## Data to process
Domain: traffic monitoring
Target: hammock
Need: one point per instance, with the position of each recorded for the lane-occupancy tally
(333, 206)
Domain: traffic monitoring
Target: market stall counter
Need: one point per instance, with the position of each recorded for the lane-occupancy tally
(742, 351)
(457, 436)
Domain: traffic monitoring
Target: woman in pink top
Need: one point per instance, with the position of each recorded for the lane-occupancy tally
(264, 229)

## Goal of the exercise
Reproduce every line of the data verbatim.

## Solution for this problem
Domain: traffic monitoring
Target: hammock
Need: one point per instance, with the position of each recorded for the lane-occupancy tally
(333, 206)
Domain: traffic monitoring
Target: market stall counter
Need: one point per instance, with the position of each recorded for the lane-occupancy tally
(742, 351)
(457, 436)
Domain: traffic monitoring
Target: woman in pink top
Need: one point per instance, with the position of each recorded for the lane-occupancy tally
(264, 229)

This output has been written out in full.